> TEXTO PARA LEITURA:
==================================================
Rua do Arvoredo - 1860
(Atual Rua
Fernando Machado)
No inicio da segunda metade do século
XIX, a produção de linguiça em
Porto Alegre já era insuficiente para atender à população.
Havia uma fábrica no Morro de Santana e um cidadão que a história registra como
Lourenço Brabo (juntamente com seus irmãos João e Nico) não tinha mãos a
medir com sua indústria. Foi então que um indivíduo, que as crônicas dizem ser
de nacionalidade alemã (mas, que acredito ser apenas de origem, uma vez que
antigamente se aplicava esse epíteto aos descendentes de teutos) chamado Ramis
ou Rams (na verdade seu nome era José Ramos) e sua mulher Catarina Palse
(dotada de beleza invulgar) se estabeleceram na rua do Arvoredo numa casa de
porta e duas janelas, mais ou menos onde hoje se situa o Edifício Rio
Uruguai na esquina da rua Espírito Santo, passando a fabricar uma deliciosa
linguiça. Dizem que era imensa a freguesia do casal a ponto de ambos não ter
mãos a medir no seu trabalho. Isso pela excelência do produto fabricado, que
era objeto da procura de gente de vilas vizinhas, inclusive. Mas, enquanto
florescia a “indústria do Ramis”, a vila assistia a uma série interminável de
desaparecimentos misteriosos. Até que um dia tocou a vez de um caixeiro de
armazém da rua do Arvoredo, desaparecer como por encanto. Mas, por uma dessas
obras do destino, acompanhava sempre o dito o seu cachorrinho, que foi
encontrado ganindo e arranhando a porta do Ramis. A vizinhança não teve dúvida:
chamou a polícia. Esta, penetrando na casa, encontrou no porão restos de
esqueletos humanos. E logo depois a notícia estourava na cidade: na Rua do
Arvoredo funcionava uma fábrica de linguiça de carne de gente! Começavam a
ser conhecidos os pormenores: o Ramis se valia dos encantos de sua mulher, que
ia à rua conquistar os homens, atraindo-os para aquele “lúgubre matadouro”, que
a seguiam como cordeirinhos, antevendo umas deliciosas horas de amor... A
princípio, Catarina atraía apenas os forasteiros cujo desaparecimento não seria
logo percebido na cidade. Os ditos eram mortos e saqueados de seus objetos.
==================================================
> EXERCÍCIO PROPOSTO 1: No texto sobre a Rua do Arvoredo, qual era o verdadeiro nome do homem conhecido como Ramis ou Rams?
O texto e as entradas têm origens distintas.

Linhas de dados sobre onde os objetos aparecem
==================================================
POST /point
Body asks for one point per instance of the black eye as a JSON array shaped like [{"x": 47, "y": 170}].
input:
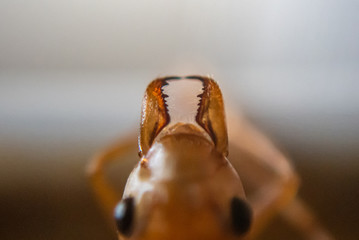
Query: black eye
[
  {"x": 241, "y": 216},
  {"x": 124, "y": 215}
]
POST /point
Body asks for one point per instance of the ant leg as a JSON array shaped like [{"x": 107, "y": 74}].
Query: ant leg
[{"x": 106, "y": 195}]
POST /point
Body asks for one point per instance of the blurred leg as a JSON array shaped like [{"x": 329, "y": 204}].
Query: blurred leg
[
  {"x": 106, "y": 195},
  {"x": 271, "y": 180}
]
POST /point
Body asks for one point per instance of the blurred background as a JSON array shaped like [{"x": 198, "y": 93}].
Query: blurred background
[{"x": 72, "y": 75}]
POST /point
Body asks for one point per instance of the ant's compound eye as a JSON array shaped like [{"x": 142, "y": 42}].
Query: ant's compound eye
[
  {"x": 124, "y": 215},
  {"x": 241, "y": 216}
]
==================================================
> EXERCÍCIO PROPOSTO 2: Diga quantas linhas das entradas contêm a palavra "compound", considerando maiúsculas e minúsculas, e responda só com o número.

> RESULTADO DO EXERCÍCIO 1: José Ramos.

> RESULTADO DO EXERCÍCIO 2: 2